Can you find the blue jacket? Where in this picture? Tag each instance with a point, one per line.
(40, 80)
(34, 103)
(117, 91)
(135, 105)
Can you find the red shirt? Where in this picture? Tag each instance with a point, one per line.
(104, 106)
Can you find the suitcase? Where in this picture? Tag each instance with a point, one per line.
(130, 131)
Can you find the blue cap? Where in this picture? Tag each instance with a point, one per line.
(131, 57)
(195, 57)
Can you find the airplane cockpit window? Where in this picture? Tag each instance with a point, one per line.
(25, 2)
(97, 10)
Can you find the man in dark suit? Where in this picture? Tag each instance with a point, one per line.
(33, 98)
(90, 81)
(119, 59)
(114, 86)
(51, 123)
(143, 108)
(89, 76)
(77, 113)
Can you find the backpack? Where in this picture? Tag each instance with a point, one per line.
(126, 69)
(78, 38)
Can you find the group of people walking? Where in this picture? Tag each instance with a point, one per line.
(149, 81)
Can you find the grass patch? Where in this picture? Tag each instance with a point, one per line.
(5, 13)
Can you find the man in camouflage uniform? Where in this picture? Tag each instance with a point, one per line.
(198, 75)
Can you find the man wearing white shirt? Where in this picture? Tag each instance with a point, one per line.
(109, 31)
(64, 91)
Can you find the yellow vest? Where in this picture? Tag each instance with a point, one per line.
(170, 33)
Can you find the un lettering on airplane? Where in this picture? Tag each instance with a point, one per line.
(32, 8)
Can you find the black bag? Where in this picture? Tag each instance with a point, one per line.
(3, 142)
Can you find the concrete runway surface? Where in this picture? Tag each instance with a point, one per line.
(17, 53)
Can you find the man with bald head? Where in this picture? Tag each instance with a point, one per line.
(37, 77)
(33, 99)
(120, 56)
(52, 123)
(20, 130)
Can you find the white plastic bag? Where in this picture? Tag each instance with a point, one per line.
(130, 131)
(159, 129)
__________
Written instruction:
Set down, word for word, every row from the line containing "Can you find the yellow" through the last row above, both ends included.

Response to this exercise:
Can you find the yellow vest? Where in this picture? Tag each instance with a point, one per line.
(170, 33)
Can you find the un lettering on airplane? Where in this picture? Tag each instance with a point, one per line.
(32, 8)
Can you find the black bag? Where in this picture? Tag each instance with a point, one per line.
(3, 142)
Can you find the concrete runway surface? Where in this picture? Tag each instance with a point, one per line.
(17, 53)
Can you find the man with bald head? Where in this picture? Tag each instance with a point, one per line.
(37, 77)
(33, 99)
(120, 56)
(52, 123)
(20, 130)
Can you find the white plastic bag? Where in this picture? Tag each instance with a point, one per line.
(130, 131)
(159, 129)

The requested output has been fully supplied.